Document segment =
****
**Conformal Prediction for Machine Learning Classification —From the Ground Up**

#### Implementing conformal prediction for classification without need of bespoke packages

This blog post is inspired by Chris Molner’s book — Introduction to Conformal Prediction with Python. Chris is brilliant at making new machine learning techniques accessible to others. I’d especially also recommend his books on Explainable Machine Learning.

A GitHub repository with the full code may be found here: Conformal Prediction.

**What is Conformal Prediction?**

Conformal prediction is both a method of uncertainty quantification, and a method of classifying instances (which may be fine-tuned for classes or subgroups). Uncertainty is conveyed classification being in sets of potential classes rather than single predictions.

Conformal prediction specifies a coverage, which specifies the probability that the true outcome is covered by the prediction region. The interpretation of prediction regions in conformal prediction depends on the task. For classification we get prediction sets, while for regression we get prediction intervals.

Below is an example of the difference between ‘traditional’ classification (balance of likelihood) and conformal prediction (sets).

The difference between ‘normal’ classification based on most likely class, and conformal prediction which creates sets of possible classes.

The advantages of this method are:

**Guaranteed coverage**: Prediction sets generated by conformal prediction come with coverage guarantees of the true outcome — that is that they will detect whatever percentage of true values you set as a minimum target coverage. Conformal prediction does not depend on a well calibrated model — the only thing that matters is that, like all machine learning, the new samples being classified must come from similar data distributions to the training and calibration data. Coverage can also be guaranteed across classes or subgroups, though this takes an extra step in the method which we will cover.
****
Dataset content =
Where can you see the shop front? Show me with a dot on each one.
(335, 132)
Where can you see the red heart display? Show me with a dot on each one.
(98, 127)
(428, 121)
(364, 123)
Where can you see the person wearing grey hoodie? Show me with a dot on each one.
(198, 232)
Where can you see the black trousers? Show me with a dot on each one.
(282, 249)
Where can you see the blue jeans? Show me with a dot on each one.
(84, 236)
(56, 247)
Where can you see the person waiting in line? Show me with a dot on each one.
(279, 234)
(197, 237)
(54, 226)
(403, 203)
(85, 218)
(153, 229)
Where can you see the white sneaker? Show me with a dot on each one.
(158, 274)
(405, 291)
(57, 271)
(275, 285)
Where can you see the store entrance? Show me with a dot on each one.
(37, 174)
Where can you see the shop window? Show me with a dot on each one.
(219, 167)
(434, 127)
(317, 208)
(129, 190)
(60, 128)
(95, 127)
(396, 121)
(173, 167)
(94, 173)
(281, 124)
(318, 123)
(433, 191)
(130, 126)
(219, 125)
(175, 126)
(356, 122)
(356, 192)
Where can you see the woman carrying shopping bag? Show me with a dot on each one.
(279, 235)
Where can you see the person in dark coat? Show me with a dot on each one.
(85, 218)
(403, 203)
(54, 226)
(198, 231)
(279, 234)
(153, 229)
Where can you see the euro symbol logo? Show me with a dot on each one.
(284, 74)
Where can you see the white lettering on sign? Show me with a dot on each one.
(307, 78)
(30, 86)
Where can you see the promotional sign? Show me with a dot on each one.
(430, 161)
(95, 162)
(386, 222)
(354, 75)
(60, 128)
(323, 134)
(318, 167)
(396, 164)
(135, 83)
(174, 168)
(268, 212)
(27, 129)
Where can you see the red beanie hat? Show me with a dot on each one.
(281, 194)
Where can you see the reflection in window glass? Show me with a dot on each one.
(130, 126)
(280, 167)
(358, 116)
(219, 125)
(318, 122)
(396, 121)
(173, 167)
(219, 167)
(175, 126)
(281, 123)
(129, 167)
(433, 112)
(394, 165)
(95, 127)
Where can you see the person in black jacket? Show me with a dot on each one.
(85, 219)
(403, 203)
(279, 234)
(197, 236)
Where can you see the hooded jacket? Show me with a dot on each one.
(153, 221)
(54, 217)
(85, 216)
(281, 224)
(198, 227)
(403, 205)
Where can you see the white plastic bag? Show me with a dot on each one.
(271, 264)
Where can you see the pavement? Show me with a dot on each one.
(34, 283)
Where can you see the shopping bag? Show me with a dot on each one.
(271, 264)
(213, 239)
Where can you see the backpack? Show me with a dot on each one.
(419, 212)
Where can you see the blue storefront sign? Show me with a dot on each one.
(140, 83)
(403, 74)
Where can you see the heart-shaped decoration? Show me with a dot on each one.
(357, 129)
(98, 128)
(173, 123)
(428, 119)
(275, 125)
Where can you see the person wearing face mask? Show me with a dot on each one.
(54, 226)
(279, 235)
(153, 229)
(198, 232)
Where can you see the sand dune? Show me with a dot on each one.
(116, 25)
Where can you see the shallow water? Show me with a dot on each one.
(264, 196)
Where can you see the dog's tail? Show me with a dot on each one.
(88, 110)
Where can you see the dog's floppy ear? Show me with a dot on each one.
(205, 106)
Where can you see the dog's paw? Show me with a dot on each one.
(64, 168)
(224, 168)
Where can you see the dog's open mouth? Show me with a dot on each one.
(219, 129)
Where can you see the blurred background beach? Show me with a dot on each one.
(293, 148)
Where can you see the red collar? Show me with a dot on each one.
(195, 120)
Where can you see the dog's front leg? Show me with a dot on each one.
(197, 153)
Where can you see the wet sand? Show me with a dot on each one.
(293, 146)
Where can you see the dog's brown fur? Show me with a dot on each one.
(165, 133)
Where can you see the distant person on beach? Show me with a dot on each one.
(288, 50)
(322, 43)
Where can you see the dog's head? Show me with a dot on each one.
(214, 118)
****
Exercise directions =
Reproduce the conformal prediction post between "The difference between ‘normal’" and "we will cover.", inclusive. The rows were taken from a different source than the conformal prediction post.

Solved exercise =
The difference between ‘normal’ classification based on most likely class, and conformal prediction which creates sets of possible classes.

The advantages of this method are:

**Guaranteed coverage**: Prediction sets generated by conformal prediction come with coverage guarantees of the true outcome — that is that they will detect whatever percentage of true values you set as a minimum target coverage. Conformal prediction does not depend on a well calibrated model — the only thing that matters is that, like all machine learning, the new samples being classified must come from similar data distributions to the training and calibration data. Coverage can also be guaranteed across classes or subgroups, though this takes an extra step in the method which we will cover.